**Given problem 1**.
Could you quote the thread on non-ASCII substitution rules, starting with "I'm currently trying" and going on through "the prompt response."?

Substitution rule with non-ascii characters
#1
Hello,

I'm currently trying to write some custom mangling rules that involve non-ASCII characters, specifically focusing on the substitution ('s') command. However, it does not seem to work. For example, when I try to use a rule like "saą", I get an "unsupported rule" error (version 6.2.6).

Could you please clarify whether I am formatting the rule incorrectly, or if unicode characters are simply not supported in this context? 

Thank you.
Reply
#2
If those nonascii characters are more than 1 byte when UTF8 encoded, then this will not work currently as the s rule operator only accepts single byte substitutions.
Reply
#3
(01-01-2024, 09:50 PM)Chick3nman Wrote: If those nonascii characters are more than 1 byte when UTF8 encoded, then this will not work currently as the s rule operator only accepts single byte substitutions.

I see, thanks for the prompt response.
I have only limited experience dealing with Hashcat's source code. If one would want to enable byte-to-bytes substitutions, what do you think would be the amount of work required?

Please, use this scale:
  1. That's easy.
  2. It would take a week.
  3. Impossible, you're going to break everything.
Thanks.
Reply
#4
This is something that has come up regularly for years. Unfortunately, it'd require a quite large refactor of the current (very complex) ruleprocessor. As you can imagine, it has to be able to generate upwards hundreds of billions of candidates per second so it has to be as efficient as possible. Enabling multibyte support would slow this down by an unknown amount so the only problem isn't dev time, it's also computational efficiency. There are some rules that you can already use with multibyte like if you had µ , that is c2 b5 in hexadecimal notation, so the rule you want would be "$\xc2 $\xb5". Example:

Code:
$ echo "" | ./hashcat.exe --stdout -j '$\xc2 $\xb5'
µ
Reply
#5
(01-02-2024, 11:35 AM)penguinkeeper Wrote: This is something that has come up regularly for years. Unfortunately, it'd require a quite large refactor of the current (very complex) ruleprocessor. As you can imagine, it has to be able to generate upwards hundreds of billions of candidates per second so it has to be as efficient as possible. Enabling multibyte support would slow this down by an unknown amount so the only problem isn't dev time, it's also computational efficiency. There are some rules that you can already use with multibyte like if you had µ , that is c2 b5 in hexadecimal notation, so the rule you want would be "$\xc2 $\xb5". Example:

Code:
$ echo "" | ./hashcat.exe --stdout -j '$\xc2 $\xb5'
µ

got it, thanks.

**Given problem 2**.
Can you turn the labeling and segmentation records below into a numbered list of their lines, with blank lines dropped and the pictures left out?

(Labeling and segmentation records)
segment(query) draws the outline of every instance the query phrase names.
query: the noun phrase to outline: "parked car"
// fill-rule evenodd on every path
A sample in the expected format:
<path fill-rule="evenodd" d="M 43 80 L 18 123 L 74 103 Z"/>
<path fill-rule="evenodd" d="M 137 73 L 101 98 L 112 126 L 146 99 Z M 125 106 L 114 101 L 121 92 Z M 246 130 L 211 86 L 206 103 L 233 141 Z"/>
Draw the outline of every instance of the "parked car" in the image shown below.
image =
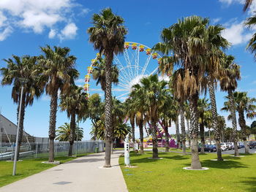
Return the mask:
<path fill-rule="evenodd" d="M 214 152 L 217 151 L 217 148 L 214 145 L 206 145 L 205 150 L 208 152 Z"/>
<path fill-rule="evenodd" d="M 256 142 L 249 142 L 249 147 L 250 149 L 255 148 L 256 146 Z"/>
<path fill-rule="evenodd" d="M 233 142 L 226 142 L 226 145 L 227 146 L 227 149 L 228 150 L 233 150 L 233 149 L 235 149 Z"/>
<path fill-rule="evenodd" d="M 201 151 L 201 145 L 198 146 L 198 152 Z M 214 145 L 205 145 L 205 151 L 214 152 L 216 151 L 216 146 Z"/>
<path fill-rule="evenodd" d="M 240 147 L 239 149 L 244 148 L 244 142 L 238 142 L 238 146 Z"/>
<path fill-rule="evenodd" d="M 222 149 L 222 151 L 226 150 L 228 149 L 227 145 L 226 143 L 225 143 L 225 142 L 221 142 L 221 143 L 220 143 L 220 147 L 221 147 L 221 149 Z"/>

**Full answer 1**.
I'm currently trying to write some custom mangling rules that involve non-ASCII characters, specifically focusing on the substitution ('s') command. However, it does not seem to work. For example, when I try to use a rule like "saą", I get an "unsupported rule" error (version 6.2.6).

Could you please clarify whether I am formatting the rule incorrectly, or if unicode characters are simply not supported in this context? 

Thank you.
Reply
#2
If those nonascii characters are more than 1 byte when UTF8 encoded, then this will not work currently as the s rule operator only accepts single byte substitutions.
Reply
#3
(01-01-2024, 09:50 PM)Chick3nman Wrote: If those nonascii characters are more than 1 byte when UTF8 encoded, then this will not work currently as the s rule operator only accepts single byte substitutions.

I see, thanks for the prompt response.

**Full answer 2**.
1. segment(query) draws the outline of every instance the query phrase names.
2. query: the noun phrase to outline: "parked car"
3. // fill-rule evenodd on every path
4. A sample in the expected format:
5. <path fill-rule="evenodd" d="M 43 80 L 18 123 L 74 103 Z"/>
6. <path fill-rule="evenodd" d="M 137 73 L 101 98 L 112 126 L 146 99 Z M 125 106 L 114 101 L 121 92 Z M 246 130 L 211 86 L 206 103 L 233 141 Z"/>
7. Draw the outline of every instance of the "parked car" in the image shown below.
8. image =
9. Return the mask:
10. <path fill-rule="evenodd" d="M 214 152 L 217 151 L 217 148 L 214 145 L 206 145 L 205 150 L 208 152 Z"/>
11. <path fill-rule="evenodd" d="M 256 142 L 249 142 L 249 147 L 250 149 L 255 148 L 256 146 Z"/>
12. <path fill-rule="evenodd" d="M 233 142 L 226 142 L 226 145 L 227 146 L 227 149 L 228 150 L 233 150 L 233 149 L 235 149 Z"/>
13. <path fill-rule="evenodd" d="M 201 151 L 201 145 L 198 146 L 198 152 Z M 214 145 L 205 145 L 205 151 L 214 152 L 216 151 L 216 146 Z"/>
14. <path fill-rule="evenodd" d="M 240 147 L 239 149 L 244 148 L 244 142 L 238 142 L 238 146 Z"/>
15. <path fill-rule="evenodd" d="M 222 149 L 222 151 L 226 150 L 228 149 L 227 145 L 226 143 L 225 143 L 225 142 L 221 142 L 221 143 L 220 143 L 220 147 L 221 147 L 221 149 Z"/>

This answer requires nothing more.